• **TEXTO FORNECIDO**:
======

O Conselho Federal da Ordem dos Advogados do Brasil levou ao conhecimento do Conselho Nacional de Justiça que o Brasil já conta com 1.280 Faculdades de Direito, com quase 800 mil advogados inscritos na entidade e cerca de 3 milhões não aprovados no Exame de Ordem, sendo que o restante do mundo possui em torno de 1.100 cursos.

A impressionante notícia foi levada pelo advogado Jefferson Kravchychyn, que conta no seu currículo, entre outras coisas, com as experiências de ter sido presidente da OAB de Santa Catarina, conselheiro do CNJ e conselheiro Federal da OAB.

Tal fato merece reflexão e essa só pode ser feita em análise abrangente, holística, ou seja, tendo em vista todos os aspectos envolvidos na questão.

======

• **DADOS FORNECIDOS**:
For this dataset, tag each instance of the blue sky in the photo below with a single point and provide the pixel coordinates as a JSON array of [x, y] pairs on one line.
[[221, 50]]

======

• **QUESTÕES PROPOSTAS**:
1) Reproduza o trecho do texto sobre os cursos de Direito no Brasil de "O Conselho Federal" a "Federal da OAB.", trocando "Exame de Ordem" por "exame da OAB".
2) Prossiga com o texto sobre os cursos de Direito no Brasil a partir do ponto em que ele termina.
Os dados apresentados não são necessários para a resolução.

• **RESPOSTAS DOS EXERCÍCIOS**:
1)
O Conselho Federal da Ordem dos Advogados do Brasil levou ao conhecimento do Conselho Nacional de Justiça que o Brasil já conta com 1.280 Faculdades de Direito, com quase 800 mil advogados inscritos na entidade e cerca de 3 milhões não aprovados no exame da OAB, sendo que o restante do mundo possui em torno de 1.100 cursos.

A impressionante notícia foi levada pelo advogado Jefferson Kravchychyn, que conta no seu currículo, entre outras coisas, com as experiências de ter sido presidente da OAB de Santa Catarina, conselheiro do CNJ e conselheiro Federal da OAB.

2)
O primeiro aspecto é o ligado à própria notícia, ou seja, a proliferação dos cursos de Direito. Presentes, atualmente, em grande parte do território nacional, por vezes como mero campus, uma extensão da Faculdade (ou Escola de Direito) localizada na capital, instalam-se tais cursos sem grandes dificuldades. Por exemplo, na região metropolitana de Curitiba, encontram-se 23 cursos de Direito e diz-se que mais um será em breve implantado.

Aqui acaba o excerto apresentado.